• Problem
Rescale the part of the material that opens with the line containing "Where can you find the short" and closes with the line containing "point(426, 154)", giving every line again, requests included. Multiply each answer coordinate by 2.45 and round to a whole number, halves up, leaving the requests and their sample points unchanged.

Data drawn from a collection:
%%

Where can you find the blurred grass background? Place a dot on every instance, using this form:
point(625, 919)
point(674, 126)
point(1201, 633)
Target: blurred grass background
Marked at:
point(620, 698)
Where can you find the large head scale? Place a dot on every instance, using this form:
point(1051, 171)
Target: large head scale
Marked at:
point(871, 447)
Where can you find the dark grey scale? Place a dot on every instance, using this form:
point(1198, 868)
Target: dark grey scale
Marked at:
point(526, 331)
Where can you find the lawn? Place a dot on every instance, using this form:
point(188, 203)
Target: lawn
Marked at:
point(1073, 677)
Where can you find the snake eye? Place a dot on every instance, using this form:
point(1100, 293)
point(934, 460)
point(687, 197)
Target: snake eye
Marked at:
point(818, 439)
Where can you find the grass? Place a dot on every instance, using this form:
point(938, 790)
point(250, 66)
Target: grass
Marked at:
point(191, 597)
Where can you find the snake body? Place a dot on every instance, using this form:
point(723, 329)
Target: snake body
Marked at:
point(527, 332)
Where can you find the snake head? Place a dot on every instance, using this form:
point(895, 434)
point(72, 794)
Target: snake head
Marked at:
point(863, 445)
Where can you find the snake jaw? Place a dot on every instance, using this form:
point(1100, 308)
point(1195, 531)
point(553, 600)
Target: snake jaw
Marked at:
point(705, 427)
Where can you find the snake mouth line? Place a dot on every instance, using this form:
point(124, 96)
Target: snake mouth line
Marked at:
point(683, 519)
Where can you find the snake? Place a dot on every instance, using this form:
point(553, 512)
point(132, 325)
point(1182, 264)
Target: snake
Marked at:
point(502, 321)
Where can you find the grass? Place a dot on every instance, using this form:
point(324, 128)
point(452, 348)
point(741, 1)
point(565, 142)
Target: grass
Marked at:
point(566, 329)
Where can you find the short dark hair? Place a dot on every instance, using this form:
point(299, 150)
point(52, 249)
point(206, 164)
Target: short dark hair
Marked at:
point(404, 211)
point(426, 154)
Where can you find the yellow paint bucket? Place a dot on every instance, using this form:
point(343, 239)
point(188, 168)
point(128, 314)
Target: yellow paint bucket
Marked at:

%%

• Written answer
Where can you find the short dark hair? Place a dot on every instance, using this form:
point(299, 150)
point(52, 249)
point(206, 164)
Target: short dark hair
Marked at:
point(990, 517)
point(1044, 377)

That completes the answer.